The task = Could you rewrite these lines, changing every "pixel coordinates" to "point coordinates" and leaving all else as it is?

####

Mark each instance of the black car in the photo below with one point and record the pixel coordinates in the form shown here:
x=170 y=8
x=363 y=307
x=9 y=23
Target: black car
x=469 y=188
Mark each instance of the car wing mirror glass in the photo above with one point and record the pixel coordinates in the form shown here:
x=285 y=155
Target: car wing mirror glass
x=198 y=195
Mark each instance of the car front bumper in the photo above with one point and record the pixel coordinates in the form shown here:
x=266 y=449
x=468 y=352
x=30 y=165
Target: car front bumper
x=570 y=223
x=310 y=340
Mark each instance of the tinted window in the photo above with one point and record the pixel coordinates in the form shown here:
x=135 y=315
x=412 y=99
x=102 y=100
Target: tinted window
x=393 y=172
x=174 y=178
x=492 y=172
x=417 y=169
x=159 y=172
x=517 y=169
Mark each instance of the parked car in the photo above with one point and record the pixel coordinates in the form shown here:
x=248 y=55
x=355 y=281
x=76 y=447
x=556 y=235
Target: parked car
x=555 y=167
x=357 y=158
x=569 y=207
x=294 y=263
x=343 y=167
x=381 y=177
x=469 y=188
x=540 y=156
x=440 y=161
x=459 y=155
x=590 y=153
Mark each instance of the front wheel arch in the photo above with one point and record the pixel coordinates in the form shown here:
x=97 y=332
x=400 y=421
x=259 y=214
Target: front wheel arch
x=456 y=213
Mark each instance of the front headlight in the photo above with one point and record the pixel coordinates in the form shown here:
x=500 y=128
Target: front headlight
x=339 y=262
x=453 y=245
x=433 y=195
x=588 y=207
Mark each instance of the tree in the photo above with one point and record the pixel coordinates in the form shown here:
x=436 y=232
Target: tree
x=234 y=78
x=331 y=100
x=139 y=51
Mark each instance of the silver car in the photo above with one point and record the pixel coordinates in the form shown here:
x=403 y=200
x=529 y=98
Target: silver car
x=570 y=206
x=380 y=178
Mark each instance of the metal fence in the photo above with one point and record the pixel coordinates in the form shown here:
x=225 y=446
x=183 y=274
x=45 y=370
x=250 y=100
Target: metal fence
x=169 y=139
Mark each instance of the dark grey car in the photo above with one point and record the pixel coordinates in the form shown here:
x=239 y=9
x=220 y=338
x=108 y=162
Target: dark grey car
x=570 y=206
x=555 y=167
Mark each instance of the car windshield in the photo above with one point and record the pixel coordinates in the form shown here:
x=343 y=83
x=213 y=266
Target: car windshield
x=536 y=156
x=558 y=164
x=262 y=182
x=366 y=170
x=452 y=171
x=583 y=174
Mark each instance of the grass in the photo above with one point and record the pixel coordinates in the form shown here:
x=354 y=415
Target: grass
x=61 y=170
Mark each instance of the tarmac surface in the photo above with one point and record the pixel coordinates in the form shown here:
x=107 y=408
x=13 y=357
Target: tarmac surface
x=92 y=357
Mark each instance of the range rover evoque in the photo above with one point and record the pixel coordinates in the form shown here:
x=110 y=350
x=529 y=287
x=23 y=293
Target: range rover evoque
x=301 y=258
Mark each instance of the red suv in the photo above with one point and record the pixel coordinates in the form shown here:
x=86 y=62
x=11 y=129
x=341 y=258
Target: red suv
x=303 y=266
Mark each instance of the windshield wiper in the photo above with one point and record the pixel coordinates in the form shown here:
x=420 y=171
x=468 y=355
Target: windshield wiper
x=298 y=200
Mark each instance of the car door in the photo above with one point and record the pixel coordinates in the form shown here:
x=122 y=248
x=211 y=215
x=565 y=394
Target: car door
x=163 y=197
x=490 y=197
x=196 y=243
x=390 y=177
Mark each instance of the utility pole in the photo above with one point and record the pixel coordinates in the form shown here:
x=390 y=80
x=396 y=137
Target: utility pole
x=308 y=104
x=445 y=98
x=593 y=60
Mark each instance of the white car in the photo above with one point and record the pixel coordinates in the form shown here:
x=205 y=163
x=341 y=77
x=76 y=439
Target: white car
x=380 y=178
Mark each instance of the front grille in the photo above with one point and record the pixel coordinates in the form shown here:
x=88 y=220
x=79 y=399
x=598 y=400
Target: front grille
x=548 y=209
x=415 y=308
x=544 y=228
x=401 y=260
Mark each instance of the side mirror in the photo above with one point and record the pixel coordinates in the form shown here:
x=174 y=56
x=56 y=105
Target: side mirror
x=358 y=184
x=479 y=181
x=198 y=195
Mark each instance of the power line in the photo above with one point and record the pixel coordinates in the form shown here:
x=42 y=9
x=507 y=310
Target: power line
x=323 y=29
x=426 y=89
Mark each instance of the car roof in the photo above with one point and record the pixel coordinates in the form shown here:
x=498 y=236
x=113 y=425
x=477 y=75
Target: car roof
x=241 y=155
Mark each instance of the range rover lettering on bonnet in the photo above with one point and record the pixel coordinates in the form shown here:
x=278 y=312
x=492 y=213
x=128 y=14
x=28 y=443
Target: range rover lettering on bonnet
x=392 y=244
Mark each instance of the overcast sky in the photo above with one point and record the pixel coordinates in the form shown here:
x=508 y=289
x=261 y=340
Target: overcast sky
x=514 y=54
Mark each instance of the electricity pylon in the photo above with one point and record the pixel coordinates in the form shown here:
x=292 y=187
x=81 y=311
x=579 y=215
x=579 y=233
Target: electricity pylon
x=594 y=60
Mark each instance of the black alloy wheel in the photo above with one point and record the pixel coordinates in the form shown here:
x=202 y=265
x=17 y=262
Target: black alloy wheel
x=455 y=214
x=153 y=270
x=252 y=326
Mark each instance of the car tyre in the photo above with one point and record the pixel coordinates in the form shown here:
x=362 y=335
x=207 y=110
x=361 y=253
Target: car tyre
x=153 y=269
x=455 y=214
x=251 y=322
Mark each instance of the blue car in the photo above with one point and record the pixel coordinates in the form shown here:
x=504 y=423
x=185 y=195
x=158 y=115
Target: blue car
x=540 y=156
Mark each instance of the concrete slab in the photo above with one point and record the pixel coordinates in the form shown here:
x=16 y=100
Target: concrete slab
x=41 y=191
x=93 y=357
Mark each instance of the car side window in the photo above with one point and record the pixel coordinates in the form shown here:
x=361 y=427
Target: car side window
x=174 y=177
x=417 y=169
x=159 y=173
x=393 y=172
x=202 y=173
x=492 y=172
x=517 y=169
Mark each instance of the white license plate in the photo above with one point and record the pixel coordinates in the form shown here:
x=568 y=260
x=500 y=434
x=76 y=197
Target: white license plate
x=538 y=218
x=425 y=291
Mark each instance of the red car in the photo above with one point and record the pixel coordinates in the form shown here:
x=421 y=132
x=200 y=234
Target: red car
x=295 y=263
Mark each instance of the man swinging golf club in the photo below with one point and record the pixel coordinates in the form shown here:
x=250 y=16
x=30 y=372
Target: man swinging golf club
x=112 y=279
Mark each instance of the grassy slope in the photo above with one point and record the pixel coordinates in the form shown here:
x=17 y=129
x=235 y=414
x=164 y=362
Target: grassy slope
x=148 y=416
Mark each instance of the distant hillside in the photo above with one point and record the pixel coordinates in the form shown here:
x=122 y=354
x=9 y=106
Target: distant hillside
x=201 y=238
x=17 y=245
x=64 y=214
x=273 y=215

####

Answer to the problem =
Mark each instance of the black car in the photo below with one point and record the point coordinates in the form shown here:
x=170 y=8
x=363 y=307
x=9 y=23
Target: black car
x=469 y=188
Mark each instance of the car wing mirror glass in the photo above with one point and record the point coordinates in the form shown here:
x=285 y=155
Target: car wing mirror glass
x=198 y=195
Mark each instance of the car front bumper in the photo above with one point and record the point coordinates in the form shown here:
x=266 y=449
x=468 y=352
x=30 y=165
Target: car front bumper
x=570 y=223
x=310 y=340
Mark each instance of the tinted window in the photo above with one point and record the point coordinates in the form shown here:
x=135 y=315
x=412 y=99
x=102 y=100
Target: tinted window
x=393 y=172
x=174 y=178
x=492 y=172
x=417 y=169
x=159 y=172
x=517 y=169
Mark each instance of the parked car in the photo above with one point and record the point coordinates in the form shown here:
x=248 y=55
x=355 y=281
x=76 y=447
x=556 y=235
Target: parked car
x=555 y=167
x=357 y=158
x=569 y=207
x=294 y=263
x=343 y=167
x=381 y=177
x=469 y=188
x=540 y=156
x=440 y=161
x=459 y=155
x=590 y=153
Mark each instance of the front wheel arch in the photo above with one point and record the point coordinates in the form shown here:
x=97 y=332
x=400 y=421
x=259 y=214
Target: front wheel arch
x=456 y=213
Mark each instance of the front headlight in the photo above with one point and record the point coordinates in the form shown here:
x=500 y=128
Target: front headlight
x=339 y=262
x=453 y=245
x=433 y=195
x=588 y=207
Mark each instance of the tree in the photo above with one point and record the point coordinates in the form shown here:
x=436 y=232
Target: tree
x=234 y=78
x=331 y=100
x=139 y=51
Mark each instance of the silver car in the photo above with one point and record the point coordinates in the form shown here:
x=403 y=200
x=529 y=98
Target: silver car
x=570 y=206
x=380 y=178
Mark each instance of the metal fence in the photo above with one point and record the point coordinates in the form shown here:
x=225 y=446
x=183 y=274
x=45 y=370
x=250 y=100
Target: metal fence
x=169 y=139
Mark each instance of the dark grey car in the photo above with one point and record the point coordinates in the form shown here:
x=239 y=9
x=220 y=338
x=108 y=162
Target: dark grey car
x=570 y=206
x=555 y=167
Mark each instance of the car windshield in the photo above with one point and record the point coordinates in the form shown here:
x=343 y=83
x=213 y=266
Target: car windshield
x=536 y=156
x=558 y=164
x=262 y=182
x=366 y=170
x=452 y=171
x=583 y=174
Mark each instance of the grass in the photo above with one point and record the point coordinates in the form shown here:
x=354 y=415
Target: grass
x=61 y=170
Mark each instance of the tarmac surface in the photo above with one point and record the point coordinates in the form shown here:
x=107 y=408
x=13 y=357
Target: tarmac surface
x=92 y=357
Mark each instance of the range rover evoque in the photo above with one point and record the point coordinates in the form shown here:
x=110 y=350
x=529 y=287
x=23 y=293
Target: range rover evoque
x=301 y=258
Mark each instance of the red suv in the photo above with one point and record the point coordinates in the form shown here:
x=86 y=62
x=11 y=129
x=341 y=258
Target: red suv
x=303 y=266
Mark each instance of the windshield wiper in the photo above with one point and record the point coordinates in the form shown here:
x=420 y=171
x=468 y=355
Target: windshield wiper
x=298 y=200
Mark each instance of the car door in the photo above with one point and record the point coordinates in the form shown here:
x=122 y=248
x=211 y=215
x=565 y=394
Target: car door
x=163 y=197
x=490 y=197
x=196 y=243
x=390 y=177
Mark each instance of the utility pole in the photo above with one point and record the point coordinates in the form shown here:
x=390 y=80
x=396 y=137
Target: utility pole
x=308 y=104
x=445 y=98
x=593 y=60
Mark each instance of the white car in the photo above with one point and record the point coordinates in the form shown here:
x=205 y=163
x=341 y=77
x=76 y=439
Target: white car
x=380 y=178
Mark each instance of the front grille in the photo above with one point and record the point coordinates in the form shown here:
x=88 y=220
x=79 y=399
x=598 y=400
Target: front grille
x=548 y=209
x=415 y=308
x=544 y=228
x=401 y=260
Mark each instance of the side mirror in the photo above with one point and record the point coordinates in the form shown here:
x=174 y=56
x=56 y=105
Target: side mirror
x=358 y=184
x=479 y=181
x=198 y=195
Mark each instance of the power line in the photo above with one point and record the point coordinates in the form shown here:
x=42 y=9
x=507 y=310
Target: power line
x=323 y=29
x=426 y=89
Mark each instance of the car roof in the photo above with one point and record the point coordinates in the form shown here:
x=498 y=236
x=113 y=425
x=477 y=75
Target: car roof
x=241 y=155
Mark each instance of the range rover lettering on bonnet in the photo above with one point and record the point coordinates in the form shown here:
x=278 y=312
x=492 y=213
x=128 y=14
x=28 y=443
Target: range rover lettering on bonnet
x=392 y=244
Mark each instance of the overcast sky in the photo above with one point and record the point coordinates in the form shown here:
x=508 y=289
x=261 y=340
Target: overcast sky
x=514 y=54
Mark each instance of the electricity pylon in the photo above with one point and record the point coordinates in the form shown here:
x=292 y=187
x=81 y=311
x=579 y=215
x=579 y=233
Target: electricity pylon
x=594 y=60
Mark each instance of the black alloy wheel in the photo above with one point and record the point coordinates in the form shown here:
x=202 y=265
x=17 y=262
Target: black alloy wheel
x=455 y=214
x=153 y=270
x=252 y=326
Mark each instance of the car tyre in the photo above with one point and record the point coordinates in the form shown here:
x=362 y=335
x=207 y=110
x=361 y=253
Target: car tyre
x=153 y=269
x=455 y=214
x=251 y=322
Mark each instance of the blue car in the photo above with one point and record the point coordinates in the form shown here:
x=504 y=423
x=185 y=195
x=158 y=115
Target: blue car
x=540 y=156
Mark each instance of the concrete slab in the photo above with one point and record the point coordinates in the form shown here:
x=16 y=100
Target: concrete slab
x=41 y=191
x=93 y=357
Mark each instance of the car side window in the photo above with one point and record the point coordinates in the form shown here:
x=361 y=427
Target: car side window
x=174 y=177
x=417 y=169
x=159 y=173
x=393 y=172
x=202 y=173
x=492 y=172
x=517 y=169
Mark each instance of the white license plate in the photo above with one point and record the point coordinates in the form shown here:
x=568 y=260
x=500 y=434
x=76 y=197
Target: white license plate
x=538 y=218
x=425 y=291
Mark each instance of the red car in the photo above with one point and record the point coordinates in the form shown here:
x=421 y=132
x=200 y=234
Target: red car
x=295 y=263
Mark each instance of the man swinging golf club in the photo below with one point and record the point coordinates in the form shown here:
x=250 y=16
x=30 y=372
Target: man swinging golf club
x=112 y=279
Mark each instance of the grassy slope in the photo above with one point and record the point coordinates in the form shown here:
x=17 y=129
x=235 y=414
x=164 y=362
Target: grassy slope
x=148 y=416
Mark each instance of the distant hillside in the photo above with one point and record the point coordinates in the form shown here:
x=122 y=354
x=9 y=106
Target: distant hillside
x=201 y=238
x=17 y=245
x=64 y=214
x=273 y=215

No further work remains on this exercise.